Provided records
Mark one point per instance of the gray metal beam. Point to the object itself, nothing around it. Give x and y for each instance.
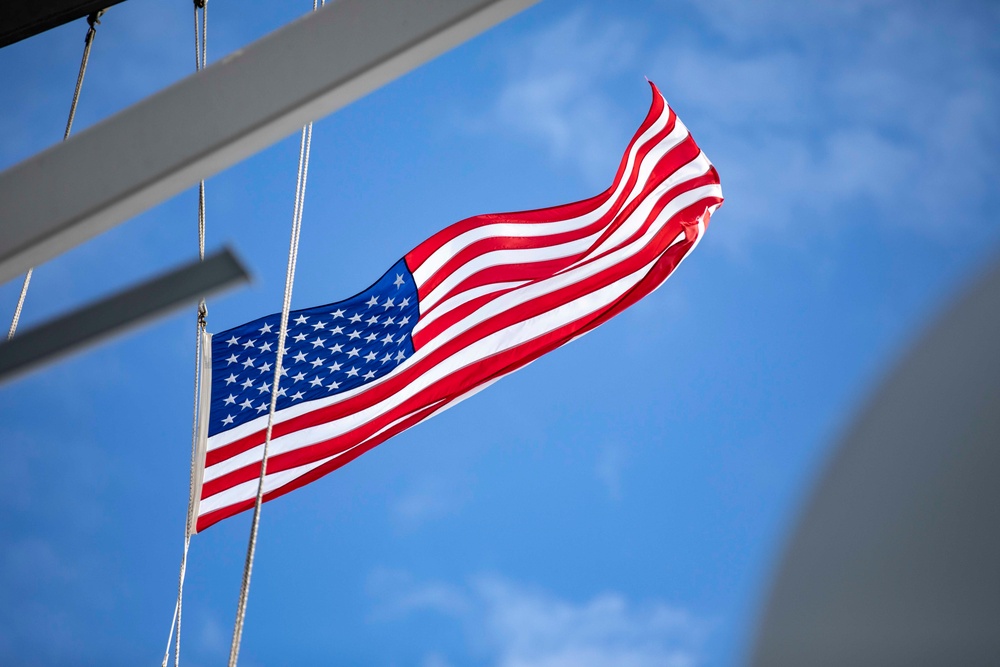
(207, 122)
(119, 312)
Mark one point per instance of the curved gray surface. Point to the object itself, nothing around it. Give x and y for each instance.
(896, 559)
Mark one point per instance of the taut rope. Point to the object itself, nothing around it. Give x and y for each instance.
(93, 20)
(293, 253)
(200, 60)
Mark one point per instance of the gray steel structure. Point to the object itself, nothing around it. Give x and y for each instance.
(20, 19)
(116, 313)
(234, 108)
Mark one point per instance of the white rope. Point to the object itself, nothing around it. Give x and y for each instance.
(92, 22)
(305, 144)
(200, 60)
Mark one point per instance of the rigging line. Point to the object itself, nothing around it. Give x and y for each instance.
(200, 61)
(92, 21)
(305, 144)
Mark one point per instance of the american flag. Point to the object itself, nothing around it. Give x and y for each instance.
(474, 302)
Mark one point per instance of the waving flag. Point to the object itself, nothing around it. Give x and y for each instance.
(474, 302)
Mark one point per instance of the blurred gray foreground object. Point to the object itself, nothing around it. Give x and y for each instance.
(896, 559)
(119, 312)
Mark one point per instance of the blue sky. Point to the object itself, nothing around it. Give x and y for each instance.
(621, 501)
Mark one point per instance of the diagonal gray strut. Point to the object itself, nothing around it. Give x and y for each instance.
(221, 115)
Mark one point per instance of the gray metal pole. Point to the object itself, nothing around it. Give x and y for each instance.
(225, 113)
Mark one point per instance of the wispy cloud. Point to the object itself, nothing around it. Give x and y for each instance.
(822, 118)
(553, 94)
(426, 500)
(519, 626)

Assigned task
Everything in the entries must be written out exactly; the pictures stay out.

Worked solution
Mark one point per instance of the gray metal beam. Point to the object itself, nothing around it. Give x and y for each instance.
(207, 122)
(119, 312)
Mark one point per instance of the curved gray surface. Point to the object itself, nothing around it. Give x and y for each instance.
(896, 559)
Mark one point per instance of the taut rope. Point to the object itself, nothing around it. Give x and y for each instance.
(93, 20)
(293, 253)
(200, 60)
Mark one point per instance of the gray steel structure. Point to the object itself, nothing around it. Give x and y for each instance.
(20, 19)
(116, 313)
(234, 108)
Mark one point per instance of the white rope. Point to the object itself, nothing around it. Give x and y for each instance.
(92, 22)
(305, 144)
(200, 60)
Mark one point per instance of the rigging line. Point to the object itself, nothing around it. Give x and y for each instance.
(200, 61)
(92, 21)
(305, 144)
Mark one point per instance of the american flag. Point to the object itself, nothing around it. Give x and y for each instance.
(474, 302)
Mark one point per instance of the waving flag. Point to the object itself, nothing around it. Give x and y for each instance.
(474, 302)
Mark one point per instance of the blurred gray foreground object. Point to the object itself, nothing around it. Give x and y for each instance.
(896, 559)
(119, 312)
Mark one point per instance of the blue sky. Point to the object itself, nothing around it. Give x and y for each instance.
(621, 501)
Mark one point per instance of the diagonal gray strut. Point to the object itself, nothing around it. Give x and y for each instance.
(221, 115)
Mark one point per instance of the gray metal pole. Point to the object itself, nothing around it. Give x and y for each instance.
(225, 113)
Mark one point per instance of the wispy cloud. Point to the object itself, nothing around it. Give x and y for each instance.
(822, 118)
(553, 94)
(426, 500)
(519, 626)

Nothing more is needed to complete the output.